EXERCISE 1 -> In the blog post about starting to write late, at what age did the writer have a first book published?
EXERCISE 2 -> Reproduce word for word the stretch of the blog post about starting to write late from "Happy New Year!" through "never too late.".

SELECTED PASSAGE ->
******************************

It's Never Too Late…To Start Writing

Happy New Year! My resolution for 2020 is to connect more with readers and this is my first of what I hope will be monthly communications this year. For me, 2019 was a momentous year, having my first book published at the age of 63 was a great personal achievement – it really is never too late.

I’ve had a fantastic time meeting readers and other writers at literary festivals, conferences and events in 2019 and have particularly enjoyed talking to small reading groups. I think it is my favourite thing to do, so if you would like me to talk to your group about any aspect of my book or the writing process, please do ask. This photograph is of my daughter’s yoga group’s book club!

In 2020 I’m already looking forward to being at York Literature Festival again, this time in a collaborative presentation called Family History: Fact or Fiction with my fellow writers Jane Austin and Yvie Holder. We will be at Explore York Library at 2pm on Monday 23rd March. Tickets are £3-£5 from Explore York.

******************************

INFORMATION SHOWN ->

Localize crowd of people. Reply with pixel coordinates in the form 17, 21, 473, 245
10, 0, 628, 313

******************************

FINAL ANSWER 1 -> The writer's first book was published at the age of 63.

FINAL ANSWER 2 ->
Happy New Year! My resolution for 2020 is to connect more with readers and this is my first of what I hope will be monthly communications this year. For me, 2019 was a momentous year, having my first book published at the age of 63 was a great personal achievement – it really is never too late.